# [Action item]
Omitting the pictures, restate all of the entries below exactly.

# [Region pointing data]
BEGIN

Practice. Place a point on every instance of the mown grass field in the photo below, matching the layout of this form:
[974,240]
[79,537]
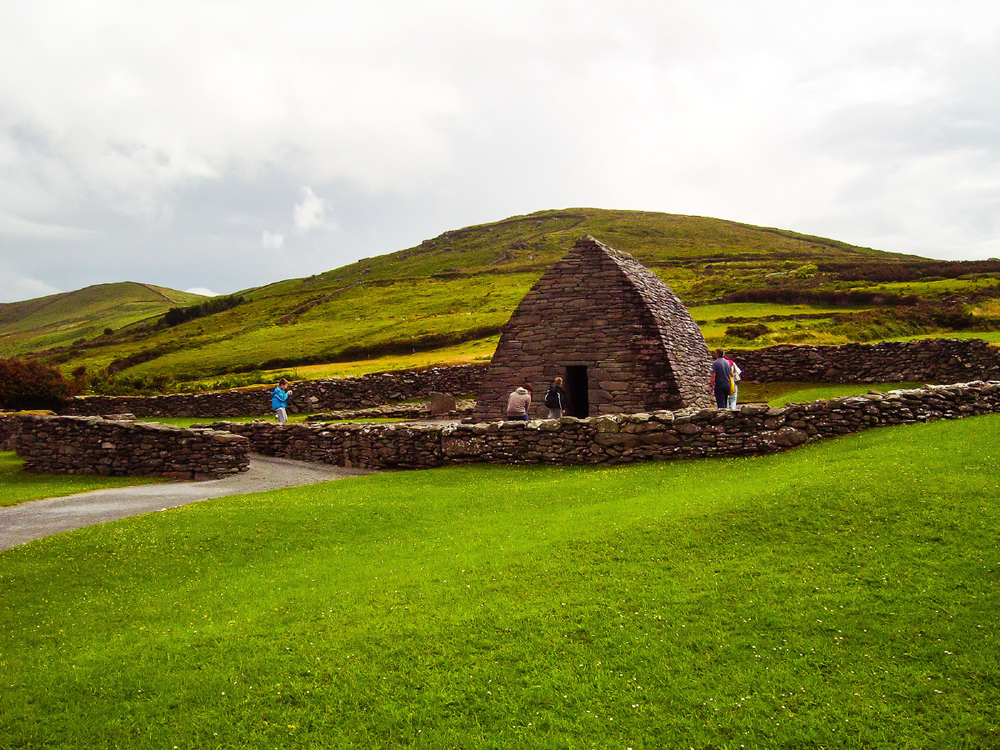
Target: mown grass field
[843,595]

END

# [Answer area]
Practice. Place a point on every instance of the mown grass field in the photo below, matching the layout of this form:
[974,240]
[79,537]
Target: mown grass field
[843,595]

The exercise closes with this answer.